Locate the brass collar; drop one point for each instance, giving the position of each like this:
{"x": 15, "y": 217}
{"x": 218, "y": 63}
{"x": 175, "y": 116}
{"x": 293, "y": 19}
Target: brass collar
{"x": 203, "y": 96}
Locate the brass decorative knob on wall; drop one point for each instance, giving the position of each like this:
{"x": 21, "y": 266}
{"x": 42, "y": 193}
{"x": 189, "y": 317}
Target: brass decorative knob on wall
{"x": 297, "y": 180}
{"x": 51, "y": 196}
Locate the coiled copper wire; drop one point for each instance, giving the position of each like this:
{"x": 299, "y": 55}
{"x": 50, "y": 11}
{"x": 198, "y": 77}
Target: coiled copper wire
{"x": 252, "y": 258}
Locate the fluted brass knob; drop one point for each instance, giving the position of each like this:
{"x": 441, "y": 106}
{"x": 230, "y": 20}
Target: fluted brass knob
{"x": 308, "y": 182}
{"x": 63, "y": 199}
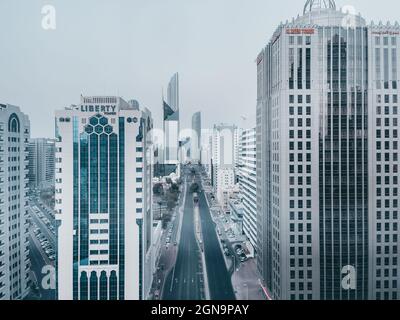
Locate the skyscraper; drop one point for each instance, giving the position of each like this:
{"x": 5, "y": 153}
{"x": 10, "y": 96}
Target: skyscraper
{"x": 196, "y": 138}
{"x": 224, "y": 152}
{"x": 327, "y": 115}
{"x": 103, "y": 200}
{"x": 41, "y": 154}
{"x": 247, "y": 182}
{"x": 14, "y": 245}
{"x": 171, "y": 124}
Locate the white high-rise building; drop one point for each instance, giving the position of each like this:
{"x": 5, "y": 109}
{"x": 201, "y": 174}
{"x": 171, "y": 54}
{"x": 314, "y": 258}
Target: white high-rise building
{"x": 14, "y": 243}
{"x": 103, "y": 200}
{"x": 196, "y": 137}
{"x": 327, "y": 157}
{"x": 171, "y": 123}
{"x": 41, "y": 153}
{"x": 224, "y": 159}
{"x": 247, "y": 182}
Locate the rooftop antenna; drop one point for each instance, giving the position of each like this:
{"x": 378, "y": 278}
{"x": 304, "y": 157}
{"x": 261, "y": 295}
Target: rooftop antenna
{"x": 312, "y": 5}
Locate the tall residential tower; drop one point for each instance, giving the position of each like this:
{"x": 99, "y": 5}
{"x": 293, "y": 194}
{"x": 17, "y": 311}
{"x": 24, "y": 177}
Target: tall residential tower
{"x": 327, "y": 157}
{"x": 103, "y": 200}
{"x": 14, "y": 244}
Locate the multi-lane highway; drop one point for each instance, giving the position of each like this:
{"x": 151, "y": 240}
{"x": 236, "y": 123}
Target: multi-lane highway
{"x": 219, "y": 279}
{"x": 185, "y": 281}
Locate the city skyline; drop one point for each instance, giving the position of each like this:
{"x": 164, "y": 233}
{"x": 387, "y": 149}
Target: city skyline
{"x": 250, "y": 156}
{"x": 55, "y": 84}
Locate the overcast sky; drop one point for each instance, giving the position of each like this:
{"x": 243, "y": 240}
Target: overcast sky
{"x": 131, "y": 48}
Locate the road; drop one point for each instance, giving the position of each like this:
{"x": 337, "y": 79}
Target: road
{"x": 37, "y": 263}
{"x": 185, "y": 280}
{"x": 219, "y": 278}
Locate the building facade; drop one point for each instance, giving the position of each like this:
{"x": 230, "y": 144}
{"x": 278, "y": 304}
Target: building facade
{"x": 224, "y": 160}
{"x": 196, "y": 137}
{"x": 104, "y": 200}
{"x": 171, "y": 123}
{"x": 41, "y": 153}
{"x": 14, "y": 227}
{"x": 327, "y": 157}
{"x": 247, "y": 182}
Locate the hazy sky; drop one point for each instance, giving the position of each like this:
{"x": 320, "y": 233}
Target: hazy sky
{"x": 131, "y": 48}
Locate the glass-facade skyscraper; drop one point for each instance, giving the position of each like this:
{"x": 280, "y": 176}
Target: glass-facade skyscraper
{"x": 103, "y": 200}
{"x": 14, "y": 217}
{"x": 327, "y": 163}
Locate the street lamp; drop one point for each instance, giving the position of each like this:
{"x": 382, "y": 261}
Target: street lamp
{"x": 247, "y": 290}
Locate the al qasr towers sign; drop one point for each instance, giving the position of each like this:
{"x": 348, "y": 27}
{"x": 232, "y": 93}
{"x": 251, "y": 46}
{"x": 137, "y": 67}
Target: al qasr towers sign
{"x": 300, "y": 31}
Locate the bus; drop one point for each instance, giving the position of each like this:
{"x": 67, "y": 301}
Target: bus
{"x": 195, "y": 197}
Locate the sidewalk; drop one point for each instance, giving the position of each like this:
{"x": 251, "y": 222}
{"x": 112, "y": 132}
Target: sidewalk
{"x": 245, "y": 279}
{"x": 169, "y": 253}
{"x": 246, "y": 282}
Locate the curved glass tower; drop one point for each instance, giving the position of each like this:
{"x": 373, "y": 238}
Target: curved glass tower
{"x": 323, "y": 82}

○ ○ ○ ○ ○ ○ ○

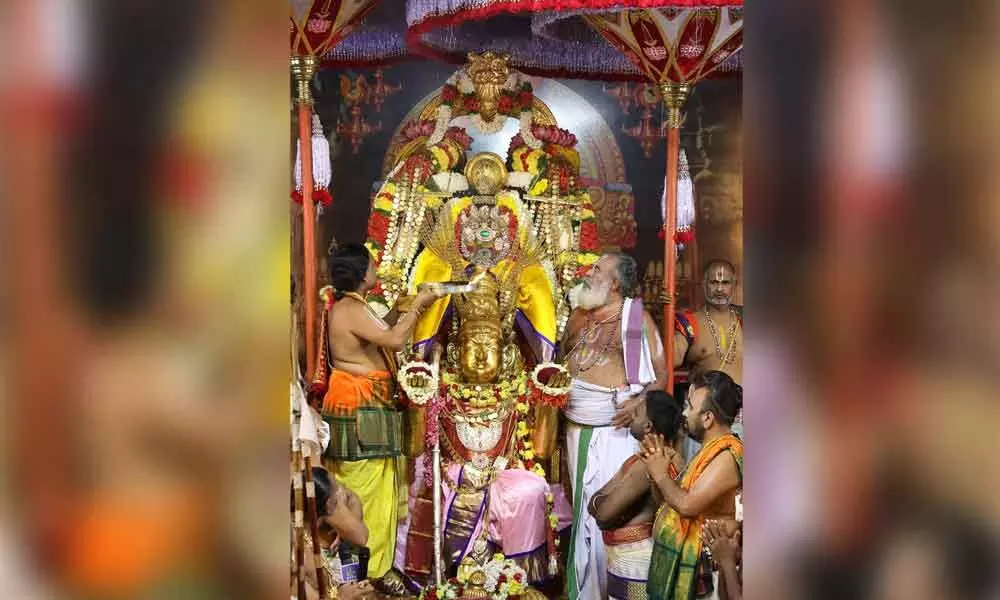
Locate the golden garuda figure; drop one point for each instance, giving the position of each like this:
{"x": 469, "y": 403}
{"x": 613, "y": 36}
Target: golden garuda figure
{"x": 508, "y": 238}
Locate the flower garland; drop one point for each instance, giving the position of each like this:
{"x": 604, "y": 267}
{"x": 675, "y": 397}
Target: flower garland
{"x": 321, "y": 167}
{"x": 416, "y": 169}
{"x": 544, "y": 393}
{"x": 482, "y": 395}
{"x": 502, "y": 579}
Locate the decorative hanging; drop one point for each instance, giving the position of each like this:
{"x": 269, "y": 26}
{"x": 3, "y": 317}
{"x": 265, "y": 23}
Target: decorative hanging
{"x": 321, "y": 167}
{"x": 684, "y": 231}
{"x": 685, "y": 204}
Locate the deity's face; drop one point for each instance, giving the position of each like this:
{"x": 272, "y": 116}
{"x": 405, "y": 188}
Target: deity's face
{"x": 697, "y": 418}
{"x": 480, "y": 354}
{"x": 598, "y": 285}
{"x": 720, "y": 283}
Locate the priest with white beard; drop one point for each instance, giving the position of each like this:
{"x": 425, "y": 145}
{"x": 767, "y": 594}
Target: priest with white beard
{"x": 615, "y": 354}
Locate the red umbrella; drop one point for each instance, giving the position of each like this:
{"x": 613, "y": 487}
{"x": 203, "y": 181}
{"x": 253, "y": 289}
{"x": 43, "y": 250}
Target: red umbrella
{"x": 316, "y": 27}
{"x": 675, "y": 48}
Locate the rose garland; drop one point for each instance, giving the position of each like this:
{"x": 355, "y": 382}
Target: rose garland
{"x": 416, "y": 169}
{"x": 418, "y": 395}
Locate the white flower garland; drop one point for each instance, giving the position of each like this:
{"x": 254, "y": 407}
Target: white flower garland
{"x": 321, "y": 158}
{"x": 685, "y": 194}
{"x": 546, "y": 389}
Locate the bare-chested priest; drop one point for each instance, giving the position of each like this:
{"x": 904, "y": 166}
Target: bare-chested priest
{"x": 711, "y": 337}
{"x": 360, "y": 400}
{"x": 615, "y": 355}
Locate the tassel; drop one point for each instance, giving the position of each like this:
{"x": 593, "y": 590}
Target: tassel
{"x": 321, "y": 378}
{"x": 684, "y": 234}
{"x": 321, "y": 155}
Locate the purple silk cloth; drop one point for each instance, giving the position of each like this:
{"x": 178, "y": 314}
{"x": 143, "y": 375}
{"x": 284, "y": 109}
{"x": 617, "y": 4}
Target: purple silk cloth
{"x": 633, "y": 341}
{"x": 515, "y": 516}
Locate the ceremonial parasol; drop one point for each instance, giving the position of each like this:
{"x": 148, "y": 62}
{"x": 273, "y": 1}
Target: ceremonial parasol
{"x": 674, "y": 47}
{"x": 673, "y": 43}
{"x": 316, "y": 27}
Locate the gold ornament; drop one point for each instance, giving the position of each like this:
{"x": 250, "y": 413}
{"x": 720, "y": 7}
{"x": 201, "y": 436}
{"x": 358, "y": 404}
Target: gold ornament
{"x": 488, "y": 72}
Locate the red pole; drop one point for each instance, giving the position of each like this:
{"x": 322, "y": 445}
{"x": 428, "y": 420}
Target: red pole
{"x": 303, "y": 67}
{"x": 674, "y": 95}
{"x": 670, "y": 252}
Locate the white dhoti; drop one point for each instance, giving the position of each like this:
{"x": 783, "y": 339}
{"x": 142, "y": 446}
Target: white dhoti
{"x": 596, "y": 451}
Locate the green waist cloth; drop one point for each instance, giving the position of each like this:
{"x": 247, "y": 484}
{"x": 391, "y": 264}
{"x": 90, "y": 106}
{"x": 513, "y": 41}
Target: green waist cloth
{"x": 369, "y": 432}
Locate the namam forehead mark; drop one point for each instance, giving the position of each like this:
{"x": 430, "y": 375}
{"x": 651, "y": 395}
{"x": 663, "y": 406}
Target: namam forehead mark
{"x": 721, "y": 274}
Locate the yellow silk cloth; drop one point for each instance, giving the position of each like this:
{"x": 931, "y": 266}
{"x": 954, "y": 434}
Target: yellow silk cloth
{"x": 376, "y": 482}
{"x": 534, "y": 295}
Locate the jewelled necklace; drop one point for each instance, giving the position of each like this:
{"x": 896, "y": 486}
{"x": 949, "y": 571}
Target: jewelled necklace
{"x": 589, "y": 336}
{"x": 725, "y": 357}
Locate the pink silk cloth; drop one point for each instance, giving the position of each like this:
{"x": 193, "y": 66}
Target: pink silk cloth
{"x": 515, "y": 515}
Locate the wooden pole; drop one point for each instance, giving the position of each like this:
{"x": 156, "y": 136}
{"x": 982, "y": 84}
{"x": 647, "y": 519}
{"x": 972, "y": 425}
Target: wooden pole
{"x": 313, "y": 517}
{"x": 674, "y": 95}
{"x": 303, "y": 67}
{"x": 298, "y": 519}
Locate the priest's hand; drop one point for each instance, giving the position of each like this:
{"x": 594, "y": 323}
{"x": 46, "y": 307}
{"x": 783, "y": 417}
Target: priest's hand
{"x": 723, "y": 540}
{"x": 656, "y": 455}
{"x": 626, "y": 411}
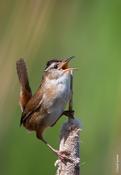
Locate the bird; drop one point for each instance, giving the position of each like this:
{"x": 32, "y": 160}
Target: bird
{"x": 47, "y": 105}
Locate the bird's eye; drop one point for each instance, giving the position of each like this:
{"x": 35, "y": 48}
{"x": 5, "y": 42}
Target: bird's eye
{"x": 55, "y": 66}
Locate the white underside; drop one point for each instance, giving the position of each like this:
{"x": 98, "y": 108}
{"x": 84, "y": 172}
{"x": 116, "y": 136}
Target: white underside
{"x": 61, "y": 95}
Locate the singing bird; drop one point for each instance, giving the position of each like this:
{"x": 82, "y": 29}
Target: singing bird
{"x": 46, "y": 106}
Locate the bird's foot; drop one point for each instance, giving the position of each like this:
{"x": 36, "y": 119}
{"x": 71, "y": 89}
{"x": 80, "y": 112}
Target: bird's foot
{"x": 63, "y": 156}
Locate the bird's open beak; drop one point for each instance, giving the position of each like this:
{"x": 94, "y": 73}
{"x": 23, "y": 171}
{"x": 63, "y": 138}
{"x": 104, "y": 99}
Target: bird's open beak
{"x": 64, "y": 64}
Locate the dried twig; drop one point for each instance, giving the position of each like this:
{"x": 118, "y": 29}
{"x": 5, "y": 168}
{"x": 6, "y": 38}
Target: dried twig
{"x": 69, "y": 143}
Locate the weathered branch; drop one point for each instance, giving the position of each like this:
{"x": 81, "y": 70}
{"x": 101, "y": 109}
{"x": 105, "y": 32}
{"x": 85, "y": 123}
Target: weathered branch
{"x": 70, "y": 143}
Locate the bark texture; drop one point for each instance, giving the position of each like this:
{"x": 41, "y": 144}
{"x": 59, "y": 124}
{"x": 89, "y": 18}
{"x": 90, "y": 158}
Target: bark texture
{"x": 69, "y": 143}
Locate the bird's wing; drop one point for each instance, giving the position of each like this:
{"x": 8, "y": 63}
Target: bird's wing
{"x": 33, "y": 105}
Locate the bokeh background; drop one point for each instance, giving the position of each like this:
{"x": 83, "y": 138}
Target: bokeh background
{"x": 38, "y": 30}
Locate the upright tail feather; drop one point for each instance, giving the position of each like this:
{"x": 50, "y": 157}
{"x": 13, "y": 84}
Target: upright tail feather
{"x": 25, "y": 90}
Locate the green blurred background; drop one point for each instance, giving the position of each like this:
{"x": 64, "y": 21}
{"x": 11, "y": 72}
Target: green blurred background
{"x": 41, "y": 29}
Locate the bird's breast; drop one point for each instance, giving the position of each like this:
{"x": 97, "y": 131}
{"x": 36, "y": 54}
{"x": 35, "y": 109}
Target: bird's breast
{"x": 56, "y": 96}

○ ○ ○ ○ ○ ○ ○

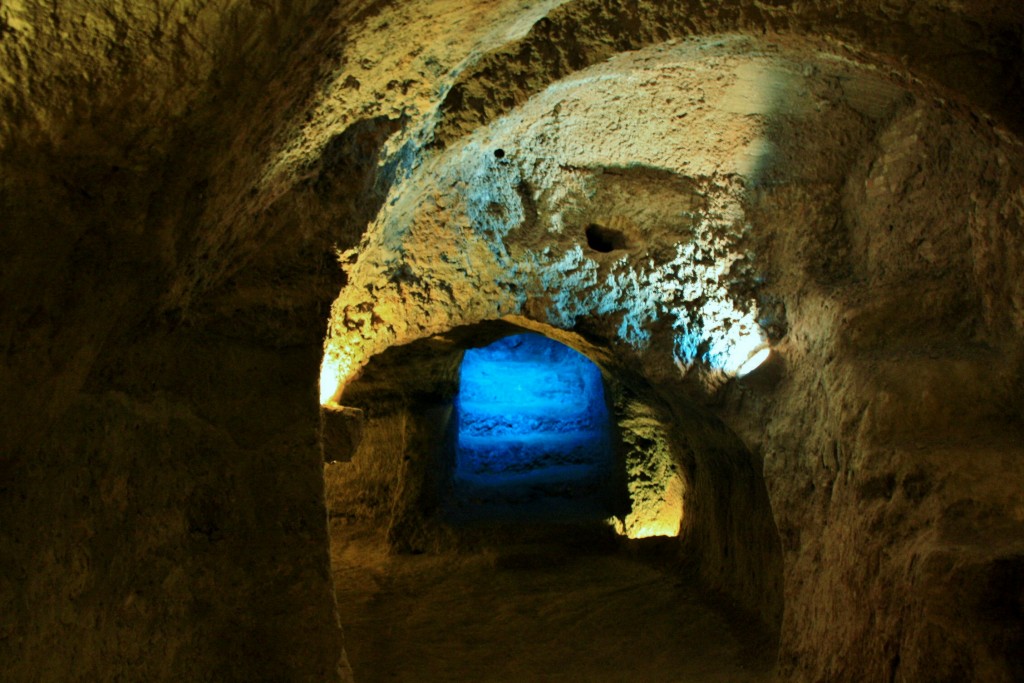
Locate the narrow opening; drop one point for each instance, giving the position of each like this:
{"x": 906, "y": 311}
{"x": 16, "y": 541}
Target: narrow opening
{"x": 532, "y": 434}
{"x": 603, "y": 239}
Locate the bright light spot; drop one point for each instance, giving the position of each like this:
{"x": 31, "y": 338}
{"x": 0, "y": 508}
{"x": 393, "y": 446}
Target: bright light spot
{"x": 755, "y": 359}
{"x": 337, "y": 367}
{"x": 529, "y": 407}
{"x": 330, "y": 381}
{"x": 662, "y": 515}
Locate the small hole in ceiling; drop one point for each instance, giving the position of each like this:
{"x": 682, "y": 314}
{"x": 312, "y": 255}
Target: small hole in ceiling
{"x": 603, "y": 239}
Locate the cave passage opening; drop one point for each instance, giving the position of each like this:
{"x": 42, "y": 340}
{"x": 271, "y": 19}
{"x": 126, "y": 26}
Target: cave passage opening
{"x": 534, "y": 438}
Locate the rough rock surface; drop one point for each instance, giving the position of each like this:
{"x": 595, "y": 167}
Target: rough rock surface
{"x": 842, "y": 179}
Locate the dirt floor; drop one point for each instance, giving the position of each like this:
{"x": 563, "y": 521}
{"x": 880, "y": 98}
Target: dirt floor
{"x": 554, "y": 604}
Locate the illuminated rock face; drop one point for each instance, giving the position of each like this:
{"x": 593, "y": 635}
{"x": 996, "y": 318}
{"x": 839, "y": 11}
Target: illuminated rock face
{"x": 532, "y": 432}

○ ○ ○ ○ ○ ○ ○

- **Exercise description**
Display every one of the lines above that contains the string "tall". Case counts.

- **The output**
Locate the tall residential tower; drop one point for each instance, giving the position of each like this:
Target: tall residential tower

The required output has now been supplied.